* _Objectif_: Citez intégralement et sans aucune modification le texte ci-dessous sur le duel Macron-Le Pen.

* _Texte fourni_:

+++

Les fantasmes des renverseurs de système comme la mayonnaise joueuse des réseaux sociaux voulaient croire au Grand soir électoral qui renverserait la table.

Force est de constater que le raisonnable l’emporte et que les finalistes sont revenus dans des critères presque classiques. Macron-Le Pen peut être vu comme un duel gauche-droite classique, se doublant d’un contraste ouverture-fermeture, inclus-exclus, jeunes-vieux, diplômés dynamiques-peu lettrés frileux.

Relativisons cependant.

Les chiffres officiels sont une chose, les chiffres réels une autre. Si l’on prend en compte les abstinents et les votes blancs et nuls, l’engouement pour Macron ou Le Pen est moins net qu’il n’y paraît.

Si, de plus, on prend en compte la participation, Emmanuel Macron ne recueille que 14.12% du vote des Français inscrits, et Marine Le Pen 12.68%.

+++

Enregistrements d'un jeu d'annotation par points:
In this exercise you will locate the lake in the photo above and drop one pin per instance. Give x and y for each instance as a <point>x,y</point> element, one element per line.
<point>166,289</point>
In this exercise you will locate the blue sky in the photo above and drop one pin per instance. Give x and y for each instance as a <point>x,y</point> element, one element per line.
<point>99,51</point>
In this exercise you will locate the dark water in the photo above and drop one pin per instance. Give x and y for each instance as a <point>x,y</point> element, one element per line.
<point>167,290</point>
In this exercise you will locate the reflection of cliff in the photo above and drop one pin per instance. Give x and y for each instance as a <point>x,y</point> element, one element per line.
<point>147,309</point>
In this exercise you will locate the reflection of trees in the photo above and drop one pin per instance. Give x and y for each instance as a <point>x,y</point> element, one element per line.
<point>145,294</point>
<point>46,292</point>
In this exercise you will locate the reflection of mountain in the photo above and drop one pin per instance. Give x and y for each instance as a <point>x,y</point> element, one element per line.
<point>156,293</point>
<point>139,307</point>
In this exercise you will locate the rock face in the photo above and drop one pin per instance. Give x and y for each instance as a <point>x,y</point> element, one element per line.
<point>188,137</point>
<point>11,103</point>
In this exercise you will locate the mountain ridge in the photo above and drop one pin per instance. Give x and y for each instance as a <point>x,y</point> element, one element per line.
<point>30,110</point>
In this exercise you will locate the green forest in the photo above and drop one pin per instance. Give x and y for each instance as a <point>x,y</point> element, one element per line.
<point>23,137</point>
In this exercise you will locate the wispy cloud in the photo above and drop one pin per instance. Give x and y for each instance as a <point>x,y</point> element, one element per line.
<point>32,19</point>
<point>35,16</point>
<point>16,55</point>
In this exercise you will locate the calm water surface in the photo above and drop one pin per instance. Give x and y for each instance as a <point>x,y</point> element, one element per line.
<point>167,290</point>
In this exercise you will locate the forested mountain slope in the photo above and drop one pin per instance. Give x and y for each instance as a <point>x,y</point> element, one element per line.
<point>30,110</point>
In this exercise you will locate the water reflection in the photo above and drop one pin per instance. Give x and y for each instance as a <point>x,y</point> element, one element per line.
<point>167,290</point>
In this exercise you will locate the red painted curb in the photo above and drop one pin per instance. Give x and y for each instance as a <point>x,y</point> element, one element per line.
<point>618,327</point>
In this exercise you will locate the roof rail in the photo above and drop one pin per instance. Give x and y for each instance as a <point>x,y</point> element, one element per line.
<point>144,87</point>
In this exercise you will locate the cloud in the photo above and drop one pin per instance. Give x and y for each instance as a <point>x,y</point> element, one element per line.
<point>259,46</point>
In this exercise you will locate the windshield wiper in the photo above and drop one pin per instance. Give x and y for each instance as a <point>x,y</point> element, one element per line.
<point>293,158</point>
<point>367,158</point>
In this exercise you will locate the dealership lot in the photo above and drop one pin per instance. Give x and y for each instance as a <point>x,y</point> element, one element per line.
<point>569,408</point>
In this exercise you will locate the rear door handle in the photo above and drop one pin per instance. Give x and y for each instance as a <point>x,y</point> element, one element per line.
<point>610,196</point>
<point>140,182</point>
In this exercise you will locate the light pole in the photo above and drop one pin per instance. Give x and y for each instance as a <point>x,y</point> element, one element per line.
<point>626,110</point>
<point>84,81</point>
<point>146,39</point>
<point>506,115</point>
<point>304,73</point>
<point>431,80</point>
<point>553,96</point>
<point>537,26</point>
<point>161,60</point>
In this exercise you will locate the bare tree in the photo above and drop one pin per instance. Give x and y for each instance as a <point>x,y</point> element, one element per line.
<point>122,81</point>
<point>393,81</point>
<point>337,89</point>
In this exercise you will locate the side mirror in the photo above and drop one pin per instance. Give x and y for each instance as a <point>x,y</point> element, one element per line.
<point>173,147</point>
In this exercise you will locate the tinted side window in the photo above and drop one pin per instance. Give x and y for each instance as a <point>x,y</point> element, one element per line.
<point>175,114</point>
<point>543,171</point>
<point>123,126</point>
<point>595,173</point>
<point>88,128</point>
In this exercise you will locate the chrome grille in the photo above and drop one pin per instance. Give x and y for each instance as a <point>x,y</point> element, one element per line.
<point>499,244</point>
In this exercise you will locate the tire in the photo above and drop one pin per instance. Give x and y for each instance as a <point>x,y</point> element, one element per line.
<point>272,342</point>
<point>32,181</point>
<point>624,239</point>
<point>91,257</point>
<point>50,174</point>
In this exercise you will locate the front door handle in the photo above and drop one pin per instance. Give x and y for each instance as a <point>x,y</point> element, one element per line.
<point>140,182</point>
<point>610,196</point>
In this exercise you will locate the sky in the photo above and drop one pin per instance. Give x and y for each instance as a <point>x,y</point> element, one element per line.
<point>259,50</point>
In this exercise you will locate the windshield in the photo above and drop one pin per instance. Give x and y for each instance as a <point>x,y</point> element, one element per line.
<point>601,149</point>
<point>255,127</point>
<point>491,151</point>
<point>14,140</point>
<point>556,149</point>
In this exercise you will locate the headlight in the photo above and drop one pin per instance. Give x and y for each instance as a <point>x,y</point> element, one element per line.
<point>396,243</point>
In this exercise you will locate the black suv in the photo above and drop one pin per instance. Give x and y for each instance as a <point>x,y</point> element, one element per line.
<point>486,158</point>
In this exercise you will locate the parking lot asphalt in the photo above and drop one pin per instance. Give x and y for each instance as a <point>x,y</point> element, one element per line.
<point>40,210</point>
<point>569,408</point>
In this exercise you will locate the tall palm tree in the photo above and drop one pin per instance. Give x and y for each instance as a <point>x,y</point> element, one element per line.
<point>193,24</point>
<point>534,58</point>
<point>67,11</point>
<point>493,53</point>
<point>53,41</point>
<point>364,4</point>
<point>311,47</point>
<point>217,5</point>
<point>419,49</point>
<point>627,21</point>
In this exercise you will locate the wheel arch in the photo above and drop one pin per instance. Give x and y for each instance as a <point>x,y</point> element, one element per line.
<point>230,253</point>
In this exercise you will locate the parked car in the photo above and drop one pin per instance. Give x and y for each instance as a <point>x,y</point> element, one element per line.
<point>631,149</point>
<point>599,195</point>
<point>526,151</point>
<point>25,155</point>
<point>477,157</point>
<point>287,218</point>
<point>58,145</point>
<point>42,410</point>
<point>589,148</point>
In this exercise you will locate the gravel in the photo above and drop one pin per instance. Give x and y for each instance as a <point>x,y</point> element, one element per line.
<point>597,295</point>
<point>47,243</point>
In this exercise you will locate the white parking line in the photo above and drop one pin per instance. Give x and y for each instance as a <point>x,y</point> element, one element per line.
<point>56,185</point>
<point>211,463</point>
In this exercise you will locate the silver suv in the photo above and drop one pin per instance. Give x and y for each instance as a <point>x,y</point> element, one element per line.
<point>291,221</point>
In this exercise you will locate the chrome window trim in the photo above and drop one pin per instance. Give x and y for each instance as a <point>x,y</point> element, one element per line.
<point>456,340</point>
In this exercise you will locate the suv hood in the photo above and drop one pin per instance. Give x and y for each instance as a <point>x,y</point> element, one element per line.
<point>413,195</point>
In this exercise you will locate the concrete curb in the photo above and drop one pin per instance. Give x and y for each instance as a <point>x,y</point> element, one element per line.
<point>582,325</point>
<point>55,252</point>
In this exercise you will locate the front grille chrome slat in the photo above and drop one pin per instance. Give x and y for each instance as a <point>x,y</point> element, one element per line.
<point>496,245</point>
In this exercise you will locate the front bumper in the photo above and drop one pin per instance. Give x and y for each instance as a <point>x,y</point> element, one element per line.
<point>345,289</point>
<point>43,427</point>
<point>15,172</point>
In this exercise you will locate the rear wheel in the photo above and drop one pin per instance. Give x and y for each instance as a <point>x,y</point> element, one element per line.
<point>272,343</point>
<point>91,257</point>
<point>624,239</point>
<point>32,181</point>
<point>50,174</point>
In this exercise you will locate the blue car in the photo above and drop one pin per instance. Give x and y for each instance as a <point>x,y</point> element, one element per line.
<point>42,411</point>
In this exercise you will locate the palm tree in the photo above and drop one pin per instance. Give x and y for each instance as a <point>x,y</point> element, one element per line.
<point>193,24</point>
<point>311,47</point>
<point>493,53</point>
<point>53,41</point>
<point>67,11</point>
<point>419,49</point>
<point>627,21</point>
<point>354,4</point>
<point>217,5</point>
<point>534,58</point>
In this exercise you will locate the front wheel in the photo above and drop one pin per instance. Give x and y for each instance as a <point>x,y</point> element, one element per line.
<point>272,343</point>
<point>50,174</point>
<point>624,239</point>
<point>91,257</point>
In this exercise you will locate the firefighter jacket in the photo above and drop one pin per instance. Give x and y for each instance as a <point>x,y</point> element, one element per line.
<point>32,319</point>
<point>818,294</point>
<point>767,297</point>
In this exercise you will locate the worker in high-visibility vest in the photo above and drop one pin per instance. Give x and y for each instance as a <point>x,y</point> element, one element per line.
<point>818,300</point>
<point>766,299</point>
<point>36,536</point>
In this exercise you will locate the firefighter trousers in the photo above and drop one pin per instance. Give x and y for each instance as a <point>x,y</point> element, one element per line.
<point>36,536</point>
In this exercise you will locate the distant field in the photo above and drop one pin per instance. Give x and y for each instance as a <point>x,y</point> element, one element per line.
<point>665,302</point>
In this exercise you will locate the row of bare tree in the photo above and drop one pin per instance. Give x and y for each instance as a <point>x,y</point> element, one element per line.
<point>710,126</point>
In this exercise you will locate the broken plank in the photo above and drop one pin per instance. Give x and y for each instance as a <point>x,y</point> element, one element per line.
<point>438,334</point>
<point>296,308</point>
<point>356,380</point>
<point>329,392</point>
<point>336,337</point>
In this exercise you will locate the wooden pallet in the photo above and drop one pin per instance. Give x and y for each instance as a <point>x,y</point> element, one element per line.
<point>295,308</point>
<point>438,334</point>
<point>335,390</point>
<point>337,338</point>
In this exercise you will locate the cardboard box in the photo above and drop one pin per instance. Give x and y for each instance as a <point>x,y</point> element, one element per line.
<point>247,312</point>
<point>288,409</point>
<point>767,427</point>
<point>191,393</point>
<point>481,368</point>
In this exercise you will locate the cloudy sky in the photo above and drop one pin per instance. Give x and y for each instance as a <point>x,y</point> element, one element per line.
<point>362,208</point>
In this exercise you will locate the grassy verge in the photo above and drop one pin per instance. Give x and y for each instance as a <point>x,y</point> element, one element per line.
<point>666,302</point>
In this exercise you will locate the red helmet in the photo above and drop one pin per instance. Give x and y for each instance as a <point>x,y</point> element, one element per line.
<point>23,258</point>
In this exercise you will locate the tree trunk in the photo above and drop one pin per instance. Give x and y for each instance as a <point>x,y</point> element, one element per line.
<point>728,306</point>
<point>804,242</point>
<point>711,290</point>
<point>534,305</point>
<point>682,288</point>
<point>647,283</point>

+++

* _Réponse ci-dessous_:
Les fantasmes des renverseurs de système comme la mayonnaise joueuse des réseaux sociaux voulaient croire au Grand soir électoral qui renverserait la table.

Force est de constater que le raisonnable l’emporte et que les finalistes sont revenus dans des critères presque classiques. Macron-Le Pen peut être vu comme un duel gauche-droite classique, se doublant d’un contraste ouverture-fermeture, inclus-exclus, jeunes-vieux, diplômés dynamiques-peu lettrés frileux.

Relativisons cependant.

Les chiffres officiels sont une chose, les chiffres réels une autre. Si l’on prend en compte les abstinents et les votes blancs et nuls, l’engouement pour Macron ou Le Pen est moins net qu’il n’y paraît.

Si, de plus, on prend en compte la participation, Emmanuel Macron ne recueille que 14.12% du vote des Français inscrits, et Marine Le Pen 12.68%.